* Activity: Look for the word "downspout" in the records, and copy each line where it appears.

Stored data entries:
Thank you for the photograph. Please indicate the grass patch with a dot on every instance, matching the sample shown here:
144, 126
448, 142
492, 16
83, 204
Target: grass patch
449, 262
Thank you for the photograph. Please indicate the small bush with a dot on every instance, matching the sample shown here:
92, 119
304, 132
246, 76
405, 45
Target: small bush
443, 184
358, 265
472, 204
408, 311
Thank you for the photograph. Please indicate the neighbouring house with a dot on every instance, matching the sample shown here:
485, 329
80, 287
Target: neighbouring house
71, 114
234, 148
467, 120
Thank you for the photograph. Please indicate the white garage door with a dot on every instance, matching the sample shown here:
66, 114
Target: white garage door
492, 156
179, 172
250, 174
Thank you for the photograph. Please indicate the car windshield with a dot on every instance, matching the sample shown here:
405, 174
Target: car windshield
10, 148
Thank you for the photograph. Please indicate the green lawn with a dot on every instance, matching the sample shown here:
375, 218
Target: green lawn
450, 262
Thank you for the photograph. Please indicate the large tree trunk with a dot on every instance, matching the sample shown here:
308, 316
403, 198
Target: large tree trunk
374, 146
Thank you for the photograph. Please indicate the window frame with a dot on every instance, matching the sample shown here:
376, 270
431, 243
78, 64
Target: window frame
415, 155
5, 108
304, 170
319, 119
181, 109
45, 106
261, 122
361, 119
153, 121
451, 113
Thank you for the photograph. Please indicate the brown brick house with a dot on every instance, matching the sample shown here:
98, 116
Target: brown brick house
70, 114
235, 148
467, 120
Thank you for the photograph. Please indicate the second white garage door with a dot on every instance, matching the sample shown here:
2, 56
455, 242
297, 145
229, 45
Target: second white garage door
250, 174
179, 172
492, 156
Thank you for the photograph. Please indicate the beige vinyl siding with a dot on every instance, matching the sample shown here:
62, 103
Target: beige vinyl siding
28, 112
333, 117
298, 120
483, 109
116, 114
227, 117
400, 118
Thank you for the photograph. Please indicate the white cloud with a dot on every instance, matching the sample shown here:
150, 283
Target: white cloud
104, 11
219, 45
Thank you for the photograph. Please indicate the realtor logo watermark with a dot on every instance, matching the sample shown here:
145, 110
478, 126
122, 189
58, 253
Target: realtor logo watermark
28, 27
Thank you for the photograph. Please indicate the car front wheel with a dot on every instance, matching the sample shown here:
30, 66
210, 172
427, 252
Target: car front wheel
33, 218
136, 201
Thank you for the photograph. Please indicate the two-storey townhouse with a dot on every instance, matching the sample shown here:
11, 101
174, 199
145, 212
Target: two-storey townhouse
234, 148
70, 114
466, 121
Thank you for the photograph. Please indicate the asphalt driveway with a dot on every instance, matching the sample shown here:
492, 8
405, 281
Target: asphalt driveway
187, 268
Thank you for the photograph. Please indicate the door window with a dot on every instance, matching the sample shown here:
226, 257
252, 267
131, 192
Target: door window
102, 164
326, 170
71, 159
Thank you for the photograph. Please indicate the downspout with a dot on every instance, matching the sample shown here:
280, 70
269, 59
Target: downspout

---

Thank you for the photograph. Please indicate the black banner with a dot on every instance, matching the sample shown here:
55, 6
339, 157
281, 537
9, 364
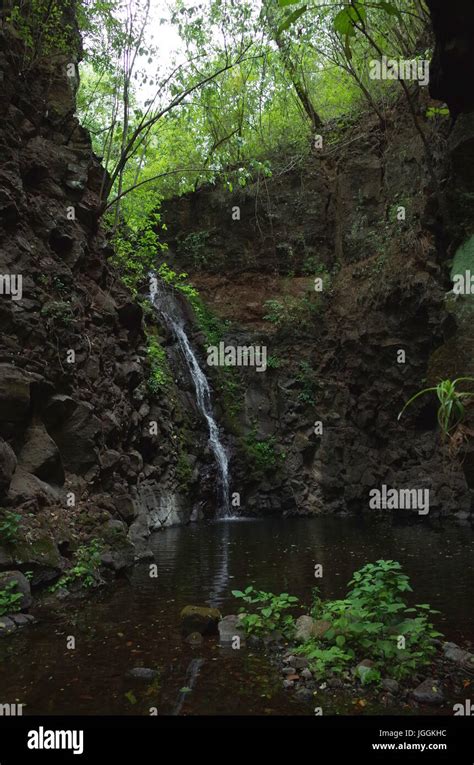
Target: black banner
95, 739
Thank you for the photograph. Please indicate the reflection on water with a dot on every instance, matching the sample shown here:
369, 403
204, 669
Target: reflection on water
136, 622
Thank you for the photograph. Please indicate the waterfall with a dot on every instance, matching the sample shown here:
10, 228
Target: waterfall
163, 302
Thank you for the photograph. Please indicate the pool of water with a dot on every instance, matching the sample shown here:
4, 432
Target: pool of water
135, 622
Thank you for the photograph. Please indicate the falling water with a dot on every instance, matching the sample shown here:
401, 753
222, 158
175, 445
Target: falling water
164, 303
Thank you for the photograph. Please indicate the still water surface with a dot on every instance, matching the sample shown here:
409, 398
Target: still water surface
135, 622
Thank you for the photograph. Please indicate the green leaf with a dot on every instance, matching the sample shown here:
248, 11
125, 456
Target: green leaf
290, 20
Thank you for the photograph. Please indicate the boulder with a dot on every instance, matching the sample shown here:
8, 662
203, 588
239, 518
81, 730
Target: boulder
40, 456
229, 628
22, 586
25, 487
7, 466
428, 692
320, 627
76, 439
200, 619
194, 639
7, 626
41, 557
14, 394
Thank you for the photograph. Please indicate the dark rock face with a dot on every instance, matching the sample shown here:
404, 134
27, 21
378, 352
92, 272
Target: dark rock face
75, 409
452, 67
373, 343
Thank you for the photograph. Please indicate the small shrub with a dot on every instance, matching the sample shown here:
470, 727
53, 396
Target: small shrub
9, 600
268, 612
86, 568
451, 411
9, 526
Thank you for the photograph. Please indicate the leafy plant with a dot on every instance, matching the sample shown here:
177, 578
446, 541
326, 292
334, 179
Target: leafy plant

* Solution to this problem:
Thank you for the photograph. Please indicate the downspout with a dot on every instance, matching the sample shown here:
Target: downspout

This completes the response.